Nos vemos, sin fecha ni horario fijo, en algunas pantalla o sintonía radio italiana o española. Y lo mismo ocurre en medios escritos. Tengo la inmensa suerte de no depender de nadie, de no deber nada a nadie y de poder opinar libremente cuando y donde solo yo lo considere oportuno.
«Fatti non foste a viver come bruti, ma per seguir virtute e conoscenza»
«No habéis sido hechos para vivir como brutos, sino para seguir virtud y conocimiento»
Dante Alighieri, "La Divina Commedia", Inferno - canto XXVI

lunes, 2 de mayo de 2011

(78) Han matado a Osama Bin Laden. Pero hacer justicia es otra cosa
Hanno ucciso Osama Bin Laden. Fare giustizia è, però, un’altra cosa





Señor presidente:
Me doy cuenta de que en estas horas estoy fuera del coro y también sé que a Usted mi opinión le importará un rábano. Pero me sale del alma decirle un rotundo “¡No!”, que extiendo a todos sus palmeros, estén donde estén.
  No tengo dudas de que Osama Bin Laden ha hecho mucho daño, ha provocado mucho sufrimiento, ha hecho verter mucha sangre inocente. Pero, señor presidente, no me ha gustado nada su afirmación de que matando a Bin Laden "se ha hecho justicia". Y menos me gusta escuchar esas palabras en boca de un Nobel por la Paz, aunque en realidad sea un Nobel político, prematuro y conseguido sólo por "méritos mediáticos".

----

▶ TAREAS SOLICITADAS:
A - Reproduce sin ningún cambio todas las filas que aparecen a continuación.
B - Prosigue el texto sobre la muerte de Osama Bin Laden a partir de su última oración.

----

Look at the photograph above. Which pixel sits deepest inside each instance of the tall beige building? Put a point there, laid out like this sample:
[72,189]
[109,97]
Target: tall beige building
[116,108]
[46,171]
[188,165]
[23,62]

----

▶ LAS RESPUESTAS:
A -
Look at the photograph above. Which pixel sits deepest inside each instance of the tall beige building? Put a point there, laid out like this sample:
[72,189]
[109,97]
Target: tall beige building
[116,108]
[46,171]
[188,165]
[23,62]

B -
  Claro que había que perseguir e intentar capturar a Bin Laden. Claro que era un objetivo de la justicia universal. Para detenerlo, juzgarlo, condenarlo, recluirlo en una cárcel. No para matarlo. Ni fuera de los cauces de la justicia ni tampoco por una determinación política o estratégica ajena a la imposición de una operación arriesgada, en la que podría caber la necesidad de disparar y defenderse hasta matar. Pero, repito, en cualquier caso sin vanagloriarse de que matando se ha hecho justicia.
  Me ha dado lástima ese gentío exultante, sobre todo jóvenes, que en las calles de su país celebran la muerte de Bin Laden. Pero claro, estamos hablando de una juventud que ha mamado el derecho inviolable de poseer armas, que ha visto con demasiada frecuencia eso de primero disparar y luego preguntar, que convive con el asesinato de estado, esa inhumana venganza social que es la pena de muerte.
  Con estas premisas y con esa afirmación de que se ha hecho justicia, señor presidente, no es Usted de los míos. Mejor dicho, yo no soy ni podré ser de los suyos. Y hoy me siento más europeo que nunca. Porque aquí, con todos nuestros defectos e incongruencias, algunos valores, aun sin ser unánimes, sí que están bien instalados en la conciencia común. Y el de la venganza, de la "justicia" expeditiva, no tiene carnet de residencia. Porque la vida humana siempre es inviolable y, además, porque sabemos que la muerte violenta de un ser humano siempre es un fracaso de la humanidad.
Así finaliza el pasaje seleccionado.